Could you rewrite the items below from the line containing "Find every instance of the cactus crown" through the end of the items, both ends included and requests kept, shifting every pixel coordinate in the answers up by 81? Leave the pictures out.

Records supplied:

START

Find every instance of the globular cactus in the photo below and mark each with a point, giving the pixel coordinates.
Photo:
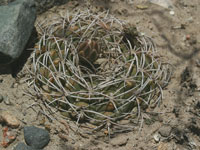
(96, 69)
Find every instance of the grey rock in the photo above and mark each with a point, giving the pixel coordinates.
(7, 100)
(36, 137)
(22, 146)
(43, 5)
(1, 98)
(5, 2)
(165, 131)
(16, 25)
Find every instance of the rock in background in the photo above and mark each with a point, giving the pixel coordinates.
(43, 5)
(16, 25)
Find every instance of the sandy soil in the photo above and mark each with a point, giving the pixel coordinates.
(178, 40)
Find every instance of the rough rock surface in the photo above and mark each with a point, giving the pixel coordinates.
(36, 137)
(9, 119)
(16, 25)
(44, 5)
(22, 146)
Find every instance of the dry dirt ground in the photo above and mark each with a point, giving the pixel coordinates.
(178, 116)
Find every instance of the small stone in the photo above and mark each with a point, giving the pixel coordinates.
(9, 119)
(7, 100)
(36, 137)
(165, 131)
(119, 141)
(163, 146)
(142, 7)
(156, 137)
(22, 146)
(172, 12)
(15, 17)
(8, 137)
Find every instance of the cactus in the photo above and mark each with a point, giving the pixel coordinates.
(96, 69)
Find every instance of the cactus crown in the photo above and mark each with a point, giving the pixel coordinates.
(96, 69)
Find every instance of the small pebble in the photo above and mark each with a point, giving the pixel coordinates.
(9, 119)
(165, 131)
(172, 12)
(36, 137)
(156, 137)
(7, 100)
(22, 146)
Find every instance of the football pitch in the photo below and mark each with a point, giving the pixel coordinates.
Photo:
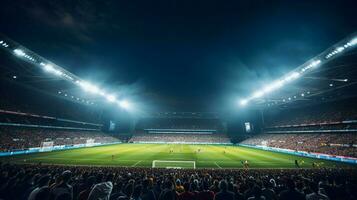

END

Reply to the task:
Find every instance of the cactus crown in the photo above and mark each with a point, giving the pixel coordinates.
(177, 150)
Find every instance of the small pebble in the photo above and mark each with a point, giving the pixel coordinates.
(90, 200)
(246, 212)
(253, 93)
(117, 218)
(237, 218)
(88, 181)
(103, 227)
Find every instance of the football pitch in the photo below and mark each with a point, giving the pixel coordinates.
Photo:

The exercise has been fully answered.